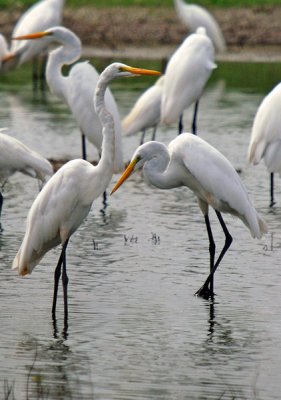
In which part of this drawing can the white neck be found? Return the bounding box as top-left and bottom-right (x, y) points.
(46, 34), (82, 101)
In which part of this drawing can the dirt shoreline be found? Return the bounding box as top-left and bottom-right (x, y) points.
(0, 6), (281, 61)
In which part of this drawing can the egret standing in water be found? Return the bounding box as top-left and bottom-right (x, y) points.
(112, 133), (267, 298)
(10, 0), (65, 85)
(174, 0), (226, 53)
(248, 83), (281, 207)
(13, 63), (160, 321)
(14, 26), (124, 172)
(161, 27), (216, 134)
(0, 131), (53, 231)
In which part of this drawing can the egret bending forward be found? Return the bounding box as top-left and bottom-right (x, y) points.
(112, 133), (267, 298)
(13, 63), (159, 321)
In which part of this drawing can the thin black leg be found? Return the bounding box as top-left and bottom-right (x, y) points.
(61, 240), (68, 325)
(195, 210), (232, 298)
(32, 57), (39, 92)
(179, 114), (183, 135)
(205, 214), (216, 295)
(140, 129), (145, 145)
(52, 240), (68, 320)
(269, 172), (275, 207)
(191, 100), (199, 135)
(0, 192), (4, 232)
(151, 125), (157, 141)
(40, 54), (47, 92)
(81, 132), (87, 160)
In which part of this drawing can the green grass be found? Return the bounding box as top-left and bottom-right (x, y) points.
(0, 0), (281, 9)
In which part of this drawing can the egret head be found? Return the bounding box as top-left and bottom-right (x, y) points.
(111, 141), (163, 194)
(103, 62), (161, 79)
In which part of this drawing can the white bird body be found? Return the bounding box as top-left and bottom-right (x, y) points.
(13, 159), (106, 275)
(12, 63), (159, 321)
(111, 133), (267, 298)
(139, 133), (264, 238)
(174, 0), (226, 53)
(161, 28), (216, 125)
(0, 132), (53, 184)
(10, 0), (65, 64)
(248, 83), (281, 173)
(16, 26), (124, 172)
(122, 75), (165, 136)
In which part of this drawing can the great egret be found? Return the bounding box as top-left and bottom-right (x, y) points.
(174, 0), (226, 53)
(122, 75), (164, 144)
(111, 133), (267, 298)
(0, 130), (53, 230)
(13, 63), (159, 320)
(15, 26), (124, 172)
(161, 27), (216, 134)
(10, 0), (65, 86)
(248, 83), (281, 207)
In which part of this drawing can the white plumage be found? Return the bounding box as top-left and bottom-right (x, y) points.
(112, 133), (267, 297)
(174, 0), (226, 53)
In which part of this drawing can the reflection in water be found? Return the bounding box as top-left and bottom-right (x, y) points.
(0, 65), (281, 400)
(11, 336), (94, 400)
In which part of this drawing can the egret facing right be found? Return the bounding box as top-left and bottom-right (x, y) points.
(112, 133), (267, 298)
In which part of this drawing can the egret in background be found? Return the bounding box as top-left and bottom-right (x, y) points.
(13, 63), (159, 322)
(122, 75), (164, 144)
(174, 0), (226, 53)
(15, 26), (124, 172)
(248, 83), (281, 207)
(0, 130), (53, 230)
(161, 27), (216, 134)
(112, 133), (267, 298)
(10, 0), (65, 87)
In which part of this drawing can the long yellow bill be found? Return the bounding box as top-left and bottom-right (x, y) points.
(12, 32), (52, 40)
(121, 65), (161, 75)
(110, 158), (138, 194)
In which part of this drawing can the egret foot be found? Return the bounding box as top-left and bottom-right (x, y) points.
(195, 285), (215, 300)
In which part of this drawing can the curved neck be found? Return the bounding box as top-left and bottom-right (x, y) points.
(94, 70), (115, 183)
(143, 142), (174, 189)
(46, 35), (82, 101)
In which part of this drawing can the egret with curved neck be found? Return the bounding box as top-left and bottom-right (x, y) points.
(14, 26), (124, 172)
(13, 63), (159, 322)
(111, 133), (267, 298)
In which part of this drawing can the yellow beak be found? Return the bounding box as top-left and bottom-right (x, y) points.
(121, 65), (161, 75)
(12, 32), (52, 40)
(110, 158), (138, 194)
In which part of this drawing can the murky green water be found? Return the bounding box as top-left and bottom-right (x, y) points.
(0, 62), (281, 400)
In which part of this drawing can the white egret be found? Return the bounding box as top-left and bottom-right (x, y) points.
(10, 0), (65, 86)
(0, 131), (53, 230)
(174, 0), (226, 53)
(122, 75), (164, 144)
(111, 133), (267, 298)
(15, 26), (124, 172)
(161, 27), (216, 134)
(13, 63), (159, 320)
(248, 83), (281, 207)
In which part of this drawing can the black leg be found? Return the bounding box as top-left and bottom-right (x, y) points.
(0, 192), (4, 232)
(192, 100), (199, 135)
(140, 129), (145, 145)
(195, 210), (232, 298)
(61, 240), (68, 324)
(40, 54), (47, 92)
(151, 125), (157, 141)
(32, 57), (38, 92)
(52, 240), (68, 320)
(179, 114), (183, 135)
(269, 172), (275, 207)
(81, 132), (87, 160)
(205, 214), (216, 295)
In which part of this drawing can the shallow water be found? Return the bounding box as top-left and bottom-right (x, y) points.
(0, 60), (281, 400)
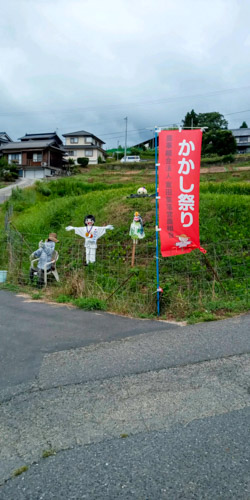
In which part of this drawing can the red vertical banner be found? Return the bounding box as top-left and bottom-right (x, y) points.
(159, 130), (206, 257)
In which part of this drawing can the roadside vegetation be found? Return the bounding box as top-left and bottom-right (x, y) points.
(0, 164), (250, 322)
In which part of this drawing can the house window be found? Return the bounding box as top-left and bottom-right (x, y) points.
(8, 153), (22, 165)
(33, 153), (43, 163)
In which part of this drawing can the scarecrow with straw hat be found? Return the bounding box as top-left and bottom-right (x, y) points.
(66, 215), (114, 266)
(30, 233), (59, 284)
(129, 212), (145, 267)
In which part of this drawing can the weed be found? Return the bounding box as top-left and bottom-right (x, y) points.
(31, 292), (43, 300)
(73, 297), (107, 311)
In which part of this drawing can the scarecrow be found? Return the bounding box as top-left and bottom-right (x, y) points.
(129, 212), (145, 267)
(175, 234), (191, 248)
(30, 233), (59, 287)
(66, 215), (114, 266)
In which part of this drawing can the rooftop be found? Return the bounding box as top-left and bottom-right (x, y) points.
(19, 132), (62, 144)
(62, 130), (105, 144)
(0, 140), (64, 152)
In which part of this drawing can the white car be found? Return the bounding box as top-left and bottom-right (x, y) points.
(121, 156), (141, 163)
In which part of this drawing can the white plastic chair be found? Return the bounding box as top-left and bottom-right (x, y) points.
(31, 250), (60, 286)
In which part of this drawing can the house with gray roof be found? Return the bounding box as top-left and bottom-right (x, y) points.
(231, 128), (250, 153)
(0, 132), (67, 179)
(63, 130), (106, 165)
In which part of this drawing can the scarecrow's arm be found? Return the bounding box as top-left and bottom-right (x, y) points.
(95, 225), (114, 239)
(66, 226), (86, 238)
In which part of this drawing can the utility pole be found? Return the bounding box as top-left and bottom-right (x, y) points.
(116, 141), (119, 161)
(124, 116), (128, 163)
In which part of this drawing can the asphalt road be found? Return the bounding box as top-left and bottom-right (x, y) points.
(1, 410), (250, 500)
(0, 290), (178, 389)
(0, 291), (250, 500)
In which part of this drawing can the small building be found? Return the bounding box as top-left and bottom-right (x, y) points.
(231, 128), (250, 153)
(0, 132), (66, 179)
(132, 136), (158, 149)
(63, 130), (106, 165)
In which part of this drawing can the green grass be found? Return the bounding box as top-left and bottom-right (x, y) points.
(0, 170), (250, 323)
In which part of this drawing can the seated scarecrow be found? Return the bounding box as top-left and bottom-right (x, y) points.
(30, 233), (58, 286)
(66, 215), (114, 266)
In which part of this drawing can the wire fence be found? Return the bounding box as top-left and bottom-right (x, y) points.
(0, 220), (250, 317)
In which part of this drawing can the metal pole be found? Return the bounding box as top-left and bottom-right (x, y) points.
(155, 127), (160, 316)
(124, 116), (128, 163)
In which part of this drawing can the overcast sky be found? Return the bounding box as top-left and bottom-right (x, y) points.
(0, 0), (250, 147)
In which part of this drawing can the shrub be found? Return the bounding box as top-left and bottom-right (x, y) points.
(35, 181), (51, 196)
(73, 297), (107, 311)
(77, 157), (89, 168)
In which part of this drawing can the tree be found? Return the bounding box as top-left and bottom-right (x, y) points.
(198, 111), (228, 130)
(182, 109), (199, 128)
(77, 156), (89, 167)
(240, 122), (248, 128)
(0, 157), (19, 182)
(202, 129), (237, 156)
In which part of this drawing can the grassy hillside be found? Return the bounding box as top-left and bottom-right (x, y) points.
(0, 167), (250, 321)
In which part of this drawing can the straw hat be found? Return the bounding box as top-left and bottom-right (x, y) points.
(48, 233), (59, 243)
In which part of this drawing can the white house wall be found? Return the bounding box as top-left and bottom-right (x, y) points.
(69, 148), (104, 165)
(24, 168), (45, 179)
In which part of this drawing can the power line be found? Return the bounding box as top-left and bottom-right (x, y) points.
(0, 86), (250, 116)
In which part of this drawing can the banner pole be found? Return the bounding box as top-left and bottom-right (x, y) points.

Exercise brief → Rewrite the entries from the line with "In which part of this drawing can the murky" to the line with "(0, 164), (250, 322)", both included, keeping every request unchanged and multiplying each bounding-box coordinate in the answers by 2.3, rounded to the nearest whole number with halves rounded up. Leave the pictures out of your reply.

Correct result →
In which part of this drawing can the murky green water be found? Return the bounding box as top-left and bottom-right (x, y) points.
(0, 143), (646, 920)
In which part of this drawing can the white egret be found? Return the bounding box as top-left and bottom-right (x, y) points.
(23, 0), (150, 198)
(0, 301), (122, 529)
(400, 0), (520, 122)
(281, 173), (377, 331)
(255, 306), (614, 685)
(35, 60), (285, 396)
(370, 62), (497, 308)
(30, 145), (366, 736)
(570, 191), (646, 476)
In which part of this drawing can the black leg be found? Return the bounding box as top-left and bottom-right (x, y) points.
(0, 442), (9, 534)
(442, 230), (458, 311)
(322, 297), (334, 334)
(449, 483), (534, 685)
(140, 552), (156, 745)
(92, 124), (108, 212)
(347, 288), (361, 324)
(74, 131), (87, 212)
(120, 552), (156, 736)
(412, 262), (421, 311)
(619, 396), (633, 476)
(186, 304), (200, 368)
(472, 492), (497, 679)
In which part of this drawing can the shallow water be found? Return the bounding box as top-left and bottom-right (x, y) points.
(0, 138), (646, 920)
In which part of this drawing can the red vertical banner be found? Return the bounding box as top-left and bottom-right (x, y) points.
(366, 299), (474, 591)
In which part of this drawing can the roadside vegetation be found? Return the bounding box as top-left and bottom-right (x, y) points.
(0, 377), (575, 741)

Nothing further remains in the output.